Problem statement
Could you carry on the dice combinations solution below, starting right after its last line and leaving the material after it untouched?

Text to read
* * *

CSES Solutions – Dice Combinations

Your task is to count the number of ways to construct sum N by throwing a dice one or more times. Each throw produces an outcome between 1 and 6.

Examples:

Input: N = 3
Output: 4
Explanation: There are 4 ways to make sum = 3.

• Using 1 die {3}, sum = 3.
• Using 2 dice {1, 2}, sum = 1 + 2 = 3.
• Using 2 dice {2, 1}, sum = 2 + 1 = 3.
• Using 3 dice {1, 1, 1}, sum = 1 + 1 + 1 = 3.

Input: N = 4
Output: 8
Explanation: There are 8 ways to make sum = 4.

• Using 1 die {4}, sum = 4.
• Using 2 dice {1, 3}, sum = 1 + 3 = 4.
• Using 2 dice {2, 2}, sum = 2 + 2 = 4.
• Using 2 dice {3, 1}, sum = 3 + 1 = 4.
• Using 3 dice {1, 1, 2}, sum = 1 + 1 + 2 = 4.
• Using 3 dice {1, 2, 1}, sum = 1 + 2 + 1 = 4.
• Using 3 dice {2, 1, 1}, sum = 2 + 1 + 1 = 4.
• Using 4 dice {1, 1, 1, 1}, sum = 1 + 1 + 1 + 1 = 4.

Approach: To solve the problem, follow the below idea:

The problem can be solved using Dynamic Programming to find the number of ways to construct a particular sum. Maintain a dp[] array such that dp[i] stores the number of ways to construct sum = i. There are only 6 possible sums when we throw a dice: 1, 2, 3, 4, 5 and 6. So, if we want to find the number of ways to construct sum = S after throwing a dice, there are 6 outcomes:

• The dice outcome was 1: So, the number of ways to construct sum = S, will be equal to the number of ways to construct sum = S – 1.
• The dice outcome was 2: So, the number of ways to construct sum = S, will be equal to the number of ways to construct sum = S – 2.
• The dice outcome was 3: So, the number of ways to construct sum = S, will be equal to the number of ways to construct sum = S – 3.
• The dice outcome was 4: So, the number of ways to construct sum = S, will be equal to the number of ways to construct sum = S – 4.

* * *

Data shown

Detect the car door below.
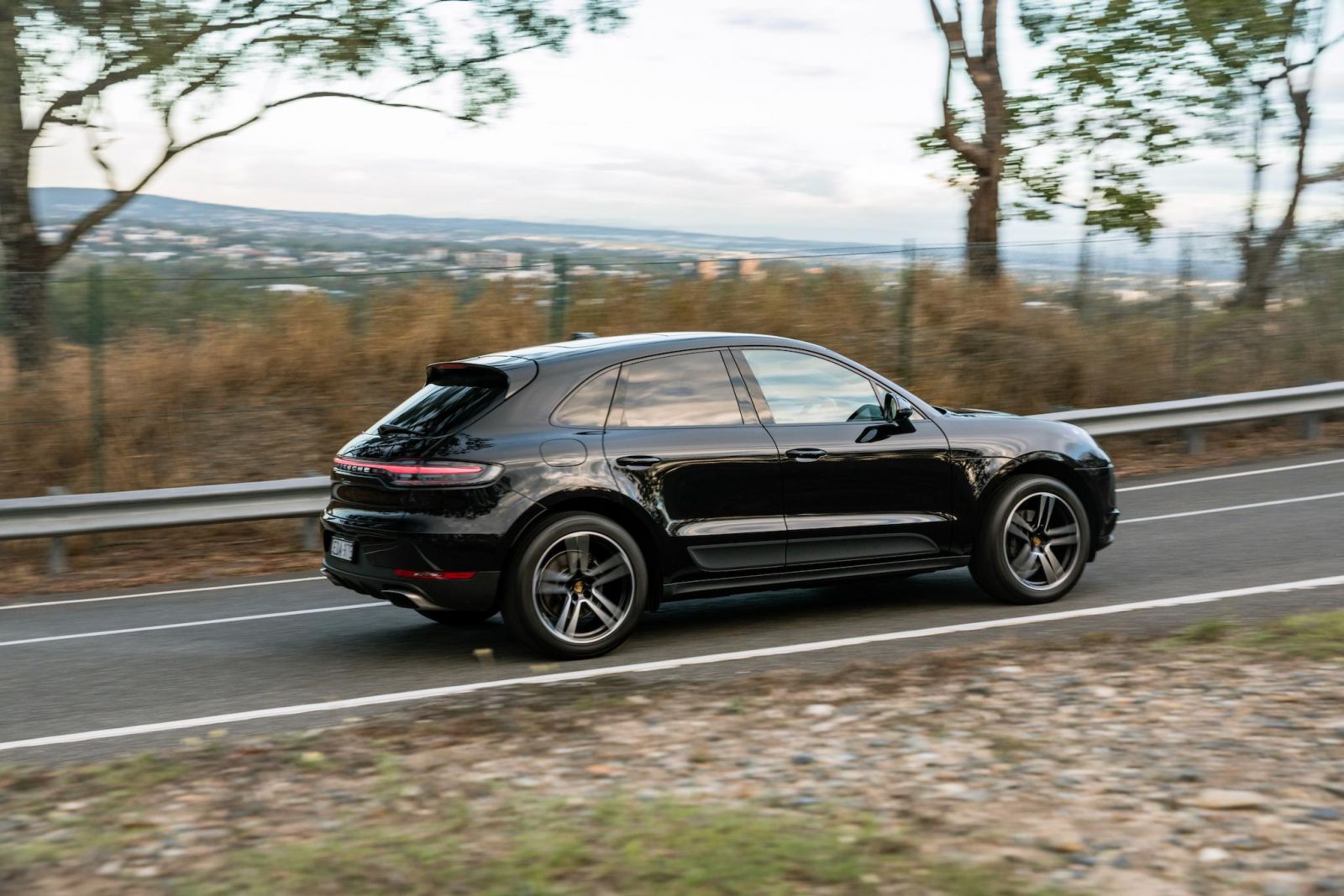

* * *

Expected answer
• The dice outcome was 5: So, the number of ways to construct sum = S, will be equal to the number of ways to construct sum = S – 5.
• The dice outcome was 6: So, the number of ways to construct sum = S, will be equal to the number of ways to construct sum = S – 6.

This means to construct a sum S, the total number of ways will be sum of all ways to construct sum from (S – 6) to (S – 1). Now, we can construct the dp[] array as:

dp[i] = ∑(dp[i – j]), where j ranges from 1 to 6.

Step-by-step algorithm:

• Initialize a dp[] array such that dp[i] stores the number of ways we can construct sum = i.
• Initialize dp[0] = 1 as there is only 1 way to make sum = 0, that is to not throw any die at all.
• Iterate i from 1 to X and calculate number of ways to make sum = i.
• Iterate j over all possible values of the last die to make sum = i and add dp[i – j] to dp[i].
• After all the iterations, return the final answer as dp[X].

Below is the implementation of the algorithm:

#include <bits/stdc++.h>
#define ll long long int
using namespace std;

// Function to find the number of ways to construct the
// sum N
ll solve(ll N)
{
    ll mod = 1e9 + 7;

    // dp[] array such that dp[i] stores the number of ways
    // to construct sum = i
    ll dp[N + 1] = {};

    // Initialize dp[0] = 1 as there is only 1 way to
    // construct sum = 0, that is to not throw any dice at
    // all
    dp[0] = 1;

    // Iterate over all possible sums from 1 to N
    for (int i = 1; i <= N; i++) {
        // Iterate over all the possible values of the last die, that is from 1 to 6
        for (int j = 1; j <= 6 && j <= i; j++) {
            dp[i] = (dp[i] + (dp[i - j])) % mod;
        }
    }
    // Return the number of ways to construct sum = N
    return dp[N];
}
int main()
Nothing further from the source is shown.